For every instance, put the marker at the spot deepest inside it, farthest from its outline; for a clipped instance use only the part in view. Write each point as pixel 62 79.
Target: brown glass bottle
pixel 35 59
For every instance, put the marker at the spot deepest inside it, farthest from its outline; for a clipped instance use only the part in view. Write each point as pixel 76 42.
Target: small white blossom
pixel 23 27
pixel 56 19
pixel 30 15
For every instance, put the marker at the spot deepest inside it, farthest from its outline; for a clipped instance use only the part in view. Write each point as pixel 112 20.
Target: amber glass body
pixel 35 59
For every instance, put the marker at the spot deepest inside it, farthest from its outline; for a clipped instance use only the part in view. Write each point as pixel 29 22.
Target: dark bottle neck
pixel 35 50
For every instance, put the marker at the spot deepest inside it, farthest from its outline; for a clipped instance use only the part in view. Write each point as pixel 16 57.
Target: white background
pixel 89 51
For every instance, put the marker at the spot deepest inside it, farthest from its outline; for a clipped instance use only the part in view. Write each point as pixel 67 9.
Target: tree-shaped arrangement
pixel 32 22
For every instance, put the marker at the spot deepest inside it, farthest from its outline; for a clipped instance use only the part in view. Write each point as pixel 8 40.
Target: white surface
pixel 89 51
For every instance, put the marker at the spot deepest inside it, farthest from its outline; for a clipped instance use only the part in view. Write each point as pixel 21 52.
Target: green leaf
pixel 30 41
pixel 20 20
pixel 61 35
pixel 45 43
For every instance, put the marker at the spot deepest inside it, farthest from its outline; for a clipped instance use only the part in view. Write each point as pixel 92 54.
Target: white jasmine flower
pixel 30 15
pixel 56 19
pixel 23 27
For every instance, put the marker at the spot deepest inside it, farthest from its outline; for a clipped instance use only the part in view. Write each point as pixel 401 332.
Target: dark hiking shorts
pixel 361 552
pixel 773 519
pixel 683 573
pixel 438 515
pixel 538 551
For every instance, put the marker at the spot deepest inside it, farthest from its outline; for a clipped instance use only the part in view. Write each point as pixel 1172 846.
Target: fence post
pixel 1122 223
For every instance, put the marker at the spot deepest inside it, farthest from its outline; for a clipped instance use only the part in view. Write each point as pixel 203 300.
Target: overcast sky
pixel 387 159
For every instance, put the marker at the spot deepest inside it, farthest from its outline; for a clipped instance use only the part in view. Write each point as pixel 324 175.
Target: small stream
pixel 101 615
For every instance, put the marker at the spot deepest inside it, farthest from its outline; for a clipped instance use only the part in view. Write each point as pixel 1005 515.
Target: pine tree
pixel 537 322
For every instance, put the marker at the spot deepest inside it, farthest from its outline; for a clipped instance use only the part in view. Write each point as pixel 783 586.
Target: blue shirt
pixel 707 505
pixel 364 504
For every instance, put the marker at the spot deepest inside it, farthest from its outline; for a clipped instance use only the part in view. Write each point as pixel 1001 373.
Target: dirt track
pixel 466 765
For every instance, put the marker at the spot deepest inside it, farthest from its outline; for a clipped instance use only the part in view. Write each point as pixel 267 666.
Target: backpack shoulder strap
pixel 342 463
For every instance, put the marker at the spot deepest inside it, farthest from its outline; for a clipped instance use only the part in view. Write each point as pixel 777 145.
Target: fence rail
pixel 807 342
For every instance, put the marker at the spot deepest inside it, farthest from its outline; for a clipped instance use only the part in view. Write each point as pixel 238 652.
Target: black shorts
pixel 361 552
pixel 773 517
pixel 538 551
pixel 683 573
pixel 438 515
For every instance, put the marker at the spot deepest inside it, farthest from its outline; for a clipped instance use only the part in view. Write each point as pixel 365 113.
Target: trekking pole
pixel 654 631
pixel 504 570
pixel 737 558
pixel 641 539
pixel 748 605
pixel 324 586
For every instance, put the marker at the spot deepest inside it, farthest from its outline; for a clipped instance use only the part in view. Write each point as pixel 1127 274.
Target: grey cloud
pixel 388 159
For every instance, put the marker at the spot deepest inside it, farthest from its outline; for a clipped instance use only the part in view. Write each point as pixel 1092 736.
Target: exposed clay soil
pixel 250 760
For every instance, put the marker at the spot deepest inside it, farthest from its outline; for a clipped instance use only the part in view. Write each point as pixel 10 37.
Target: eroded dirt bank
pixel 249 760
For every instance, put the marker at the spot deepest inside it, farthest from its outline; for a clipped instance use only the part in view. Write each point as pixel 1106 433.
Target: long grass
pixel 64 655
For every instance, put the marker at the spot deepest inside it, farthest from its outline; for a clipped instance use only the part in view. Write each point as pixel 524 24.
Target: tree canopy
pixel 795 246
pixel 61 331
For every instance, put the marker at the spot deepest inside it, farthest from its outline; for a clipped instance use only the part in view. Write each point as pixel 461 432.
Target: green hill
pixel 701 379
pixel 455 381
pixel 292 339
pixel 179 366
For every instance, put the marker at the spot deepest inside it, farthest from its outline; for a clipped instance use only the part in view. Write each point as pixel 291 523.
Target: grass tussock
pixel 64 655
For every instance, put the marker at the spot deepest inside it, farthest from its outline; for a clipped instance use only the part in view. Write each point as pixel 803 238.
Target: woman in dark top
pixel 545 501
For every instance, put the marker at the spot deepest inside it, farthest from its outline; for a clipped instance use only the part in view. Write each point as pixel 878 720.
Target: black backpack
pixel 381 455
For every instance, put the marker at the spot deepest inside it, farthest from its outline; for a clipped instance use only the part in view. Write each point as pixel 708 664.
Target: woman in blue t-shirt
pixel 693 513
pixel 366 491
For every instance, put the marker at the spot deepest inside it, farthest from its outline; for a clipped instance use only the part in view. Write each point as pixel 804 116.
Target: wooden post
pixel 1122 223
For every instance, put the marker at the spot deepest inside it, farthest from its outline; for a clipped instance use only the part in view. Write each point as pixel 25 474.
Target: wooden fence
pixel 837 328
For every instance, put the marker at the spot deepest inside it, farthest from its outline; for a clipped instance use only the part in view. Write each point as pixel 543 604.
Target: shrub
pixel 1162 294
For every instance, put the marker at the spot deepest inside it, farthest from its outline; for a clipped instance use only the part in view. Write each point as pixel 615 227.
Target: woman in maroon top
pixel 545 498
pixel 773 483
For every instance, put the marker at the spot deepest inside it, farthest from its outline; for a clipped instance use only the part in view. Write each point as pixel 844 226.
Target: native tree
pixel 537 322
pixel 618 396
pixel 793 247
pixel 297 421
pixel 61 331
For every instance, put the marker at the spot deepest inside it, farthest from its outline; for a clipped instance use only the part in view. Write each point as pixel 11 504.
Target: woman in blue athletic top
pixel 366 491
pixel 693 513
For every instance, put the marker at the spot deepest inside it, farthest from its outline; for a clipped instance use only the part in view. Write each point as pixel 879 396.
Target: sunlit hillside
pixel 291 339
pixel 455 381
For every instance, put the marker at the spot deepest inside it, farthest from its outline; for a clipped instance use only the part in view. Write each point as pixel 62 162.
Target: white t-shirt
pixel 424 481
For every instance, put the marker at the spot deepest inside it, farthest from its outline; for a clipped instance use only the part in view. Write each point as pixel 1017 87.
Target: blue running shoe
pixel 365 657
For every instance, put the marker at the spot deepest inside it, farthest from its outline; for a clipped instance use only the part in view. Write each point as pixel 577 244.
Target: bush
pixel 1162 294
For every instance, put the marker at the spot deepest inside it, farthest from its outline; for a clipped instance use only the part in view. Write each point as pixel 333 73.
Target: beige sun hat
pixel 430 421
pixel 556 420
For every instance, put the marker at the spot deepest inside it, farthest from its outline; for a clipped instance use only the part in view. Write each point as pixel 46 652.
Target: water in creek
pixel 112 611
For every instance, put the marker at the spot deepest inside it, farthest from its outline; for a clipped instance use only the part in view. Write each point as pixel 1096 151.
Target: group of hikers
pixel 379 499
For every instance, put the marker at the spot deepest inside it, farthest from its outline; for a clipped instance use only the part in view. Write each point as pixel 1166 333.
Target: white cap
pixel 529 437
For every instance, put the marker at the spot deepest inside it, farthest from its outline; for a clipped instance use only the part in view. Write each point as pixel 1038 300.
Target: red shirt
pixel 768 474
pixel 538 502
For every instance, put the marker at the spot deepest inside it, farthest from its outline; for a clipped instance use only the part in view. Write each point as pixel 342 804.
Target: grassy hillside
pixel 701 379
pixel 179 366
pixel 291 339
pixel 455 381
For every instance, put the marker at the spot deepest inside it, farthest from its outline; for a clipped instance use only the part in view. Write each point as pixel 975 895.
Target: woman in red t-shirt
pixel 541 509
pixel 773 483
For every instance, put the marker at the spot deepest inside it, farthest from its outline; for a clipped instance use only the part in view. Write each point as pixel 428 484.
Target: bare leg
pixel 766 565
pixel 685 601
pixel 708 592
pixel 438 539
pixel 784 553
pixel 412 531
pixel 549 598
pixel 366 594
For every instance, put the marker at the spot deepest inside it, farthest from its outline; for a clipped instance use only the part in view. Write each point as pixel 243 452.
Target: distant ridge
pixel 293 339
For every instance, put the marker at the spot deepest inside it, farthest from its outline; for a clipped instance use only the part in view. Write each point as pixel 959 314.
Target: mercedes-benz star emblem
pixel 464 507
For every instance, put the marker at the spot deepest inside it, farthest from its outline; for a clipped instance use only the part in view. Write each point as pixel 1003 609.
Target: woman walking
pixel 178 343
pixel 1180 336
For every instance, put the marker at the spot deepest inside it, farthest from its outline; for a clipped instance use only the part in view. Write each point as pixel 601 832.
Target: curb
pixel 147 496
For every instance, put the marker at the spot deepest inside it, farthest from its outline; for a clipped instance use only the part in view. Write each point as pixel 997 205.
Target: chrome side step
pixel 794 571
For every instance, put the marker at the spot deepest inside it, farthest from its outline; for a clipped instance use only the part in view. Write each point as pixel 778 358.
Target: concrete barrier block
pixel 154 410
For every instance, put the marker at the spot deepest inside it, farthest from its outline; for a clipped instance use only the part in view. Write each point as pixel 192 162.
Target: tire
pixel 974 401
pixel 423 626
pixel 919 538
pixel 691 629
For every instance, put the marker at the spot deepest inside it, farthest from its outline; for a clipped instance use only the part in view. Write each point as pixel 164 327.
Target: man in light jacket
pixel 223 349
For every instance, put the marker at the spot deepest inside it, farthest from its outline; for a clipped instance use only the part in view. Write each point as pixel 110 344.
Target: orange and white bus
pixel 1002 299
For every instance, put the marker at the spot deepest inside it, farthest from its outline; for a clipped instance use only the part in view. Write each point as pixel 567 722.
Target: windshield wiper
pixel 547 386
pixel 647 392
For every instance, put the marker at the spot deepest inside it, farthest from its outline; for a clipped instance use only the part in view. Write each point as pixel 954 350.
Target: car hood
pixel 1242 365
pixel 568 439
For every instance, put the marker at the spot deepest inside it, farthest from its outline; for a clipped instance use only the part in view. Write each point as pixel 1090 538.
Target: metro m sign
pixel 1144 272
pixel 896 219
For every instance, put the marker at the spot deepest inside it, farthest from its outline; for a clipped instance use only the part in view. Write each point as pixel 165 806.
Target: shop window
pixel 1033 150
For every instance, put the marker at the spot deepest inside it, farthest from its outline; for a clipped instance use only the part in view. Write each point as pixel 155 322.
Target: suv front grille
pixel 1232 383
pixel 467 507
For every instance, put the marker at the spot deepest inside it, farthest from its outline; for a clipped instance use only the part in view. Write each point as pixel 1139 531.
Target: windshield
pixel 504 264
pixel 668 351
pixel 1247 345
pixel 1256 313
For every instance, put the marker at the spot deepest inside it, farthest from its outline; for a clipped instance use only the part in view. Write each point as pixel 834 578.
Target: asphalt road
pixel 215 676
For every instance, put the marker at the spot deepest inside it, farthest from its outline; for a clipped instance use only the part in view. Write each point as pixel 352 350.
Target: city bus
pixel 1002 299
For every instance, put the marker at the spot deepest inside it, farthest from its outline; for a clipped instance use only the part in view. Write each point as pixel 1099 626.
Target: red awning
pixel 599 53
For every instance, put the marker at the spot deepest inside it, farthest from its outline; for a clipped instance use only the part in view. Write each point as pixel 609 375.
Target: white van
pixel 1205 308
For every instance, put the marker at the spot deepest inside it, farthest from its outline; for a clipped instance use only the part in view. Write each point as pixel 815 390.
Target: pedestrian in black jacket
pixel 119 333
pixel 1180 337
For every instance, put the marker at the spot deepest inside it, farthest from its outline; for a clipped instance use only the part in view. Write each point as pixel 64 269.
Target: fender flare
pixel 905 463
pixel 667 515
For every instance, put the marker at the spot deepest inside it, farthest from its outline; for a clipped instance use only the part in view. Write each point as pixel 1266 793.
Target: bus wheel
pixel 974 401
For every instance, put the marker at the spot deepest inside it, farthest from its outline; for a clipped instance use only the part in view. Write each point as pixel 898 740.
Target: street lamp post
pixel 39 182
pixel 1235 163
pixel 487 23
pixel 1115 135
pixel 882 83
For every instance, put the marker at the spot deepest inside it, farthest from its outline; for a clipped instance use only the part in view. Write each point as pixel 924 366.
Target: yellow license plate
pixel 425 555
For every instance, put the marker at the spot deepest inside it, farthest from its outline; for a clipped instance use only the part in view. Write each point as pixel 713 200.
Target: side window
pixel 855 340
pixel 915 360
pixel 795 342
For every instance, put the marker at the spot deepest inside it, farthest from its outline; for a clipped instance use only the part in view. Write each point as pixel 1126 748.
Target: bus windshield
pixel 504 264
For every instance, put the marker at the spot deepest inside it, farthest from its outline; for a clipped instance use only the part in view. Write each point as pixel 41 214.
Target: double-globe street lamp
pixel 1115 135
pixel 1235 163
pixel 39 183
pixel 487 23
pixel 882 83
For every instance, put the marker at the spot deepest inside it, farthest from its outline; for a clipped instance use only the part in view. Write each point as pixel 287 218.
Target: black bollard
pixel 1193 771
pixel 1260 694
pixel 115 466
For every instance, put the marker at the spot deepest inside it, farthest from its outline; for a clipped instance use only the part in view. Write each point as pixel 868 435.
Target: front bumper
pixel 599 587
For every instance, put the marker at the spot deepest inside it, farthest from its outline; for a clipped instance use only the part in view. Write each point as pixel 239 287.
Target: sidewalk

● **Prompt**
Copy only this part of the entries above: the line with "pixel 291 523.", the line with "pixel 844 226.", and the lines between, all exactly as written.

● **Task result**
For every instance, put the marker at the spot deepest inside it, farthest from its outline; for a clipped instance use only the part in view. Write each point as pixel 291 523.
Target: grass tussock
pixel 64 655
For every instance, put the marker at the spot deepest inside it, farthest from its outline; for a clipped instance use only the part in view. Write each point as pixel 803 238.
Target: woman in dark top
pixel 545 501
For every instance, put the marker at the spot deepest inside it, farthest from its outline; for a clipped instance use only the part in view. Write each point as pixel 878 720.
Target: black backpack
pixel 381 455
For every instance, put the marker at the spot deepest inside it, farthest from its outline; for a clipped instance use only the part in view. Write each point as pixel 708 664.
Target: woman in blue t-shirt
pixel 693 513
pixel 366 491
For every instance, put the marker at the spot deepest inside it, farthest from its outline; for a clipped instance use only the part in view. Write each point as pixel 804 116.
Target: wooden post
pixel 1122 223
For every instance, put the marker at the spot deepest inside it, farthest from its outline; for a clipped instance use only the part in view. Write each point as pixel 25 474.
Target: wooden fence
pixel 837 328
For every instance, put the marker at the spot deepest inside it, farthest from its outline; for a clipped instance use only the part in view. Write each point as pixel 543 604.
Target: shrub
pixel 1162 294
For every instance, put the marker at the spot deepest inside it, farthest from its outline; for a clipped instance use only the part in view. Write each point as pixel 615 227.
Target: woman in maroon top
pixel 545 498
pixel 773 483
For every instance, put the marker at the spot deepest inside it, farthest from its outline; for a clipped instance use only the part in view. Write each point as pixel 844 226.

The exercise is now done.